══ Records for this task
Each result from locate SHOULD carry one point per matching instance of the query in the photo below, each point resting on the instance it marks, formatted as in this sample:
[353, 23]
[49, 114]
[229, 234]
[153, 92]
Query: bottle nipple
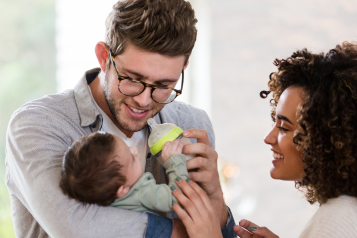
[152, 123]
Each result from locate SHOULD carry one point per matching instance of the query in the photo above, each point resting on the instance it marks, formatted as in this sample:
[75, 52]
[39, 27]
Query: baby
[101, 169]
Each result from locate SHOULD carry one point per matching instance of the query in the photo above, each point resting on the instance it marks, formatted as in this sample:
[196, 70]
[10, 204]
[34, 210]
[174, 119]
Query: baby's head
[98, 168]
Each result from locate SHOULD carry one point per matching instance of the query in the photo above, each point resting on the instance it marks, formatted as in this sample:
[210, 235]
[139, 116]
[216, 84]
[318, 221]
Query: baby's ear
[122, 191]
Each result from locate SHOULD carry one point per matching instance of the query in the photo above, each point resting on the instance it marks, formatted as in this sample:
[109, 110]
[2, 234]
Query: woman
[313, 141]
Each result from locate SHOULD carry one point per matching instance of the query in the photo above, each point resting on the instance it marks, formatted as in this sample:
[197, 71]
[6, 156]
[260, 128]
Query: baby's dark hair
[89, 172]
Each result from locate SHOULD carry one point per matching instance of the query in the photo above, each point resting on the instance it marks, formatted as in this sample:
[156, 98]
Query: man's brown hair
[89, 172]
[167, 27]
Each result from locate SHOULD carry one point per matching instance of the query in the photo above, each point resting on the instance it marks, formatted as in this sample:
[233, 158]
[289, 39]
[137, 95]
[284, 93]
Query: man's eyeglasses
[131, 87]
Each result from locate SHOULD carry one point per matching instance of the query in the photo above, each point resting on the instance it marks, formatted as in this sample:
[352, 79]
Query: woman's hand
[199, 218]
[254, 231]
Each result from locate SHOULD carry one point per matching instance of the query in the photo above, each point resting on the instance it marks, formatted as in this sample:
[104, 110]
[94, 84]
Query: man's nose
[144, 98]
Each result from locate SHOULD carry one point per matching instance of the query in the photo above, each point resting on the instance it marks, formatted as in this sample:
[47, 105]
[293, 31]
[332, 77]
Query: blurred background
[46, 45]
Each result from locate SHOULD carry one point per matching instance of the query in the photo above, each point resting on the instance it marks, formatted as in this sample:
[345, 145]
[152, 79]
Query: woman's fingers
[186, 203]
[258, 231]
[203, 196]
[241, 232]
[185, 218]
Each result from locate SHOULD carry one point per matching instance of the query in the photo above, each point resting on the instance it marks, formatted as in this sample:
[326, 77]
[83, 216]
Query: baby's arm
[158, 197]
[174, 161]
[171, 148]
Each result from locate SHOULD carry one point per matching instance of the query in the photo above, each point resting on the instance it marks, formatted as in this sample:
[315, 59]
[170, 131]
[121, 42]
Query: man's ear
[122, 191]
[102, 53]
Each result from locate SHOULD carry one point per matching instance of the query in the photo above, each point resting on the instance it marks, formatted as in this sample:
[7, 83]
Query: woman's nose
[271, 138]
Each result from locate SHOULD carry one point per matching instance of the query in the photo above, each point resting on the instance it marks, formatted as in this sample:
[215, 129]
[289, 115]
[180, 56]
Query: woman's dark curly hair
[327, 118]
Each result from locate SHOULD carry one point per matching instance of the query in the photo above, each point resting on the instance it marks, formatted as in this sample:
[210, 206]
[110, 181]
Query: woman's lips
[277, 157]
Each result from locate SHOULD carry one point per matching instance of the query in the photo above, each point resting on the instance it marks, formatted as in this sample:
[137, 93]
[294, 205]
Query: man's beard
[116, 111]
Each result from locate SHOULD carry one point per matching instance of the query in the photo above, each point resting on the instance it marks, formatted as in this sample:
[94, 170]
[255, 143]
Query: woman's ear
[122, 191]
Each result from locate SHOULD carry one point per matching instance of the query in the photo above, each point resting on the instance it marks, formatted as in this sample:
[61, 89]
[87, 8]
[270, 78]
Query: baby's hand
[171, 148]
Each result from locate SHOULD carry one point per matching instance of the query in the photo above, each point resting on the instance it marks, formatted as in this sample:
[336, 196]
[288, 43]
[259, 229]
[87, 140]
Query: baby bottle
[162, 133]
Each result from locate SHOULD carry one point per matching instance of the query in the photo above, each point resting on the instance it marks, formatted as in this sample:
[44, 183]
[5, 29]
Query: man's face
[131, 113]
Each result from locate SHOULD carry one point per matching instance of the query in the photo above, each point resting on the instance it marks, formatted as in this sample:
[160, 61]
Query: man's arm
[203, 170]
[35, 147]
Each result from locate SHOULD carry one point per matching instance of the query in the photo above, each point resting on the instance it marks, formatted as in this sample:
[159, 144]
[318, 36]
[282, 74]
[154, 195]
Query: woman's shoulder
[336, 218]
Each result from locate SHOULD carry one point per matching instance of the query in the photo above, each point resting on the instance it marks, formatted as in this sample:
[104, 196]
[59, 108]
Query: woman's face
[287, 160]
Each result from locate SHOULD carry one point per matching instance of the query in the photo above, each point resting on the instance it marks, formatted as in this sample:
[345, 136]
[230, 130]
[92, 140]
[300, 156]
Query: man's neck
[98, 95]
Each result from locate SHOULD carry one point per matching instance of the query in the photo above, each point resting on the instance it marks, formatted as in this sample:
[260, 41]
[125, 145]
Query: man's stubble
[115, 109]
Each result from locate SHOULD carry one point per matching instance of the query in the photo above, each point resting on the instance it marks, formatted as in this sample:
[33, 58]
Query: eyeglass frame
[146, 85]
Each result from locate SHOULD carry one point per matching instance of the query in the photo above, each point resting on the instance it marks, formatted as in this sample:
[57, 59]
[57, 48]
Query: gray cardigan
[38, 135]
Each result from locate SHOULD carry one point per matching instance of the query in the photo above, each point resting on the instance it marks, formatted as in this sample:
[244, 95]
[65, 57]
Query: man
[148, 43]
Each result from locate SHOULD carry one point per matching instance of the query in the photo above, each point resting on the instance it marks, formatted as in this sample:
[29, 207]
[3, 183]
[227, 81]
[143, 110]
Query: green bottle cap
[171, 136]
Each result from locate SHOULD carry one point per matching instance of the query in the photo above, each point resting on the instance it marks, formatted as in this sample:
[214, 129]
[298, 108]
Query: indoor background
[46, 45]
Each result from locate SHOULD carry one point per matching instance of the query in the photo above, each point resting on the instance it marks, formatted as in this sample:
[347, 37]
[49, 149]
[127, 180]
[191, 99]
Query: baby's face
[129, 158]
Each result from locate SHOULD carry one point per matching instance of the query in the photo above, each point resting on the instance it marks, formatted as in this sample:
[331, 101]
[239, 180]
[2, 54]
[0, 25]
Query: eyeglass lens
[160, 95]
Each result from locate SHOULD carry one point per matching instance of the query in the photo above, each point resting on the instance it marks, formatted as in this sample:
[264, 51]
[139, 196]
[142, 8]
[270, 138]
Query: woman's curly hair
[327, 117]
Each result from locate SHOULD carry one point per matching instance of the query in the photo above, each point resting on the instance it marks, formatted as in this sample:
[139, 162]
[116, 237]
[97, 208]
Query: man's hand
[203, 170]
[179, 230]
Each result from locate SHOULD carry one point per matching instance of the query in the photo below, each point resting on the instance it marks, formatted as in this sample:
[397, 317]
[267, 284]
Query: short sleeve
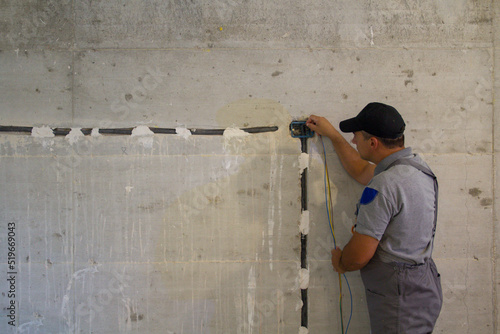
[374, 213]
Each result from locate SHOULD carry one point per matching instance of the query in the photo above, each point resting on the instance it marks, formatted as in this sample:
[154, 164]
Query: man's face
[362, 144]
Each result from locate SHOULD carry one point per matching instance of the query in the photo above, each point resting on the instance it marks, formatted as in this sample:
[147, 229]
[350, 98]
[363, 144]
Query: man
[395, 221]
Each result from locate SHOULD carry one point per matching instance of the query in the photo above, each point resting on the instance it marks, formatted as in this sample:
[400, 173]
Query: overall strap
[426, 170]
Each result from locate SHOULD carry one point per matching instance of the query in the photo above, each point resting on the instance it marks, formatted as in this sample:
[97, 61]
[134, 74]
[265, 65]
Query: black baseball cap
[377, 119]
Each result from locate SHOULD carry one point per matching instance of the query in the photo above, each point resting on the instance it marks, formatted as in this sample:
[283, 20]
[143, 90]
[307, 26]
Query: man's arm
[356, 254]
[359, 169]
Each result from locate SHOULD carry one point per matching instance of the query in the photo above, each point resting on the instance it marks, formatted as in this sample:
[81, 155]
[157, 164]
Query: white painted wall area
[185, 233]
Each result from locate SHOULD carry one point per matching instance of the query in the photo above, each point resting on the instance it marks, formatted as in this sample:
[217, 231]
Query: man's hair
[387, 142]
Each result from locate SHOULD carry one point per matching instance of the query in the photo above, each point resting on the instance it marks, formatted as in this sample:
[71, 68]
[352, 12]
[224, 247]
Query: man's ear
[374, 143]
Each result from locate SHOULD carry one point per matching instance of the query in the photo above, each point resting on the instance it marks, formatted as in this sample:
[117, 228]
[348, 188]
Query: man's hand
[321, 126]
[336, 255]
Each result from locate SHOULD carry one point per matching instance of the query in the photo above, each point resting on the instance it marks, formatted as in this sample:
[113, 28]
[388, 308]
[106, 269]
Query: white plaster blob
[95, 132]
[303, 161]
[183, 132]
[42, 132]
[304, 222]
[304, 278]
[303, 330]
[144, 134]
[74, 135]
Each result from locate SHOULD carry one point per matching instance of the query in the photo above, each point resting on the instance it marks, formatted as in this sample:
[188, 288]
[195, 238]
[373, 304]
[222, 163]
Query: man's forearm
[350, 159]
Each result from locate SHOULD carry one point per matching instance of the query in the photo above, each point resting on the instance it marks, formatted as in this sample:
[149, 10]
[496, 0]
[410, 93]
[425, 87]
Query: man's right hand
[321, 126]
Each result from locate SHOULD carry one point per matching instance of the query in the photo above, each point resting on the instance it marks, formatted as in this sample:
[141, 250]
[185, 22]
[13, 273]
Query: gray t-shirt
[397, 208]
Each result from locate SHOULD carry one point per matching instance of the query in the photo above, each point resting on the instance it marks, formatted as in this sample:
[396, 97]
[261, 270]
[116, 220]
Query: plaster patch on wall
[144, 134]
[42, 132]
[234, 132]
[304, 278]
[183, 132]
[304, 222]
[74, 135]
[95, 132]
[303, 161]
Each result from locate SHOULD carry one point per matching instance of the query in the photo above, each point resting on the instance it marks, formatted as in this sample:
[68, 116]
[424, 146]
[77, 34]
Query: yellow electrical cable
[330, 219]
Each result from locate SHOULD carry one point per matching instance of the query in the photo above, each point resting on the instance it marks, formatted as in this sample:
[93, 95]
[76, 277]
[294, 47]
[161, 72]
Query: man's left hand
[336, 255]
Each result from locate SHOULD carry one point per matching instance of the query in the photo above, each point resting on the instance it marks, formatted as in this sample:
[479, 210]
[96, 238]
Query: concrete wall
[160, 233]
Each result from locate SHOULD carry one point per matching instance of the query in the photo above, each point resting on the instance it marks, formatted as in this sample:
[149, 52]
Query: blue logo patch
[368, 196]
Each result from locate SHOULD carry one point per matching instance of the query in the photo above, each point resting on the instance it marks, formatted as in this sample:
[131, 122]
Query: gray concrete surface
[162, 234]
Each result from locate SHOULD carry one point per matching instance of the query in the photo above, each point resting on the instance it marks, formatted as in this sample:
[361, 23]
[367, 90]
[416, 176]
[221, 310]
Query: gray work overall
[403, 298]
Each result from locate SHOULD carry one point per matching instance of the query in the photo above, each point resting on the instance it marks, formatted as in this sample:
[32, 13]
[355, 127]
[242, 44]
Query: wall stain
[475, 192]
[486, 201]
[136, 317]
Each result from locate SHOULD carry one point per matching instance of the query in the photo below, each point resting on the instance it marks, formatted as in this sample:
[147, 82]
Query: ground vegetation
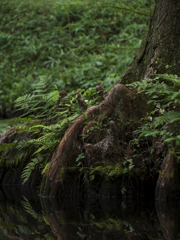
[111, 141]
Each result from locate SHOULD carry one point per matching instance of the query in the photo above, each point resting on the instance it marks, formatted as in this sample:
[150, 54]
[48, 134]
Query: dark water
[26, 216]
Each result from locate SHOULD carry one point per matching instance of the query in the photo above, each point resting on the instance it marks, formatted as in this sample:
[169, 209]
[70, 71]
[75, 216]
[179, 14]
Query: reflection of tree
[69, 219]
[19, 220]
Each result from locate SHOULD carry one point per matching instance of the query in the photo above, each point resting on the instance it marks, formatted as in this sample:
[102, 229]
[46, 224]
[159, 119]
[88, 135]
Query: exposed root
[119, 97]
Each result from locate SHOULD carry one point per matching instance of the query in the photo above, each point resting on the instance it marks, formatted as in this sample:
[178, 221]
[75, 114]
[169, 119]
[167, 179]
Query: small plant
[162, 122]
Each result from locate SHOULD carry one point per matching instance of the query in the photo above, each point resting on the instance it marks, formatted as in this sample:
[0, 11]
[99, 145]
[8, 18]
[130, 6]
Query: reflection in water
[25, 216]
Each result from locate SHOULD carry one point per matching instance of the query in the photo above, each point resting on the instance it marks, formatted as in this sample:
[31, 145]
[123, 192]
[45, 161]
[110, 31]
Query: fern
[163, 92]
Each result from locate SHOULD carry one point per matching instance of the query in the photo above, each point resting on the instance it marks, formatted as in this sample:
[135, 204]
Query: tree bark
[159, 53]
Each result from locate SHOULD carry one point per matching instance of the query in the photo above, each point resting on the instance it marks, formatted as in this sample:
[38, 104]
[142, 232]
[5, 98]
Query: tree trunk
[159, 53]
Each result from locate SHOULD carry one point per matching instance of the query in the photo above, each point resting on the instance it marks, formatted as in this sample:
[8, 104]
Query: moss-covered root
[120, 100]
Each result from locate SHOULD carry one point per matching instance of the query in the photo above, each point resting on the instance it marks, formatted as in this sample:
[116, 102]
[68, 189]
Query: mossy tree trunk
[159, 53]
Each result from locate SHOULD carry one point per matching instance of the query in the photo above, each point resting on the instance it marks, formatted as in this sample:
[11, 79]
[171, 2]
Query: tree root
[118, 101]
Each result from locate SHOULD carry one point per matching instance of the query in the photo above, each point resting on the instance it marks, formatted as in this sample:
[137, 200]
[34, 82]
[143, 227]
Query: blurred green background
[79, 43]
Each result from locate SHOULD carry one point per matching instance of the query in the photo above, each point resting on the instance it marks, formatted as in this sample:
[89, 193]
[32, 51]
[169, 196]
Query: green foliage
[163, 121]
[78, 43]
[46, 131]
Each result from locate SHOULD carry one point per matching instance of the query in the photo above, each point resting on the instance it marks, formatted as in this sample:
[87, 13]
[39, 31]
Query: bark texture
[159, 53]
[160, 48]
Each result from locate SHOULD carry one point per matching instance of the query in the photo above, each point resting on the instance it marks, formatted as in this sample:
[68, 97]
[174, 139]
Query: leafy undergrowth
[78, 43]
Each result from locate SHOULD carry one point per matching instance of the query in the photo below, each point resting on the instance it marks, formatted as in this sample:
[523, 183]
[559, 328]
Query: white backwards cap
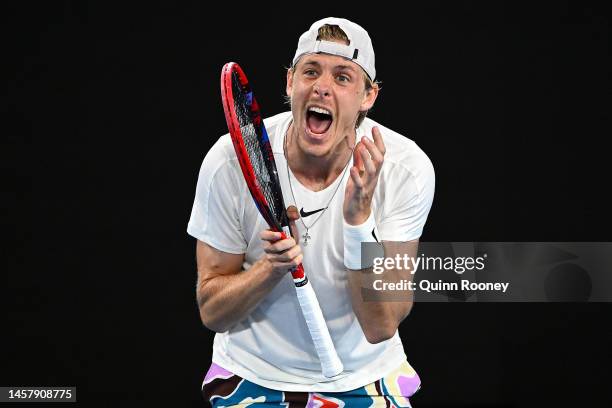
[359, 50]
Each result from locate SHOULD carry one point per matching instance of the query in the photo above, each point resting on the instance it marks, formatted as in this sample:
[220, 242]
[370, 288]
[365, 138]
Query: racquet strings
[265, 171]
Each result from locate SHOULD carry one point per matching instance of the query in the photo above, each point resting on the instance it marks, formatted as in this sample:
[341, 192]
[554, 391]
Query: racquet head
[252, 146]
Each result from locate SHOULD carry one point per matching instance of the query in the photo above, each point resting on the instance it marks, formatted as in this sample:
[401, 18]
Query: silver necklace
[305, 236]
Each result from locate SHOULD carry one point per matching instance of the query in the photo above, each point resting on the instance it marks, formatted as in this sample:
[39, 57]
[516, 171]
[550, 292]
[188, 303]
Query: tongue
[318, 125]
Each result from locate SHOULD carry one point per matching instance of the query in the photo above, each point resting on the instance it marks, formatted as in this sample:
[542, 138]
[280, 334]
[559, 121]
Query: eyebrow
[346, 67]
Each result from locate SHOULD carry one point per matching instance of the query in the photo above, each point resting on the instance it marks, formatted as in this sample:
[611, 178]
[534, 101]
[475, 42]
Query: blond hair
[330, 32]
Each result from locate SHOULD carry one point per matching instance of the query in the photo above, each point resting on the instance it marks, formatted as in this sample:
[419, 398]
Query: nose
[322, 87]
════
### Work required
Show each line in the listing above that contains the word "dark".

### Written solution
Query: baby's dark hair
Query: woman's dark curly hair
Query: dark water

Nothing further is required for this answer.